## Exercise set
- 1) Please reproduce the part of the Whit Monday passage between "Whit Monday or" and "of Ordinary Time.", inclusive.
- 2) According to the Whit Monday passage, what is the origin of the name "Whit Sunday" generally attributed to?

Whit Monday or Pentecost Monday, also known as Monday of the Holy Spirit, is the holiday celebrated the day after Pentecost, a moveable feast in the Christian liturgical calendar. It is moveable because it is determined by the date of Easter. In the Catholic Church, it is the Memorial of the Blessed Virgin Mary, Mother of the Church, marking the resumption of Ordinary Time.

Whit Monday gets its English name from "Whitsunday", an English name for Pentecost, one of the three baptismal seasons. The origin of the name "Whit Sunday" is generally attributed to the white garments formerly worn by those newly baptized on this feast.

## Entries supplied
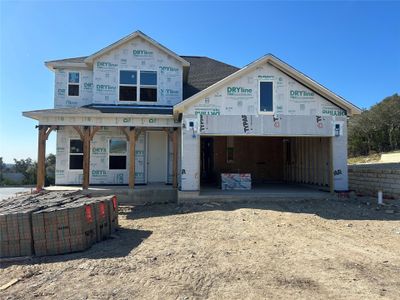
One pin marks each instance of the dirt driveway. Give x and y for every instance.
(308, 249)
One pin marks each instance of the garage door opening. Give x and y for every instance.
(273, 162)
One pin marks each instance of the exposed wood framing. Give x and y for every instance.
(331, 187)
(86, 157)
(132, 144)
(43, 134)
(86, 135)
(175, 158)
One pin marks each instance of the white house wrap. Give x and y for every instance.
(137, 113)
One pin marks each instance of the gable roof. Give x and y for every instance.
(132, 36)
(203, 72)
(85, 61)
(283, 67)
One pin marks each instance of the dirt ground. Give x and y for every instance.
(327, 249)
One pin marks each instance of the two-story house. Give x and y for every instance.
(137, 113)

## Answer list
- 1)
Whit Monday or Pentecost Monday, also known as Monday of the Holy Spirit, is the holiday celebrated the day after Pentecost, a moveable feast in the Christian liturgical calendar. It is moveable because it is determined by the date of Easter. In the Catholic Church, it is the Memorial of the Blessed Virgin Mary, Mother of the Church, marking the resumption of Ordinary Time.

- 2) The white garments formerly worn by those newly baptized on this feast.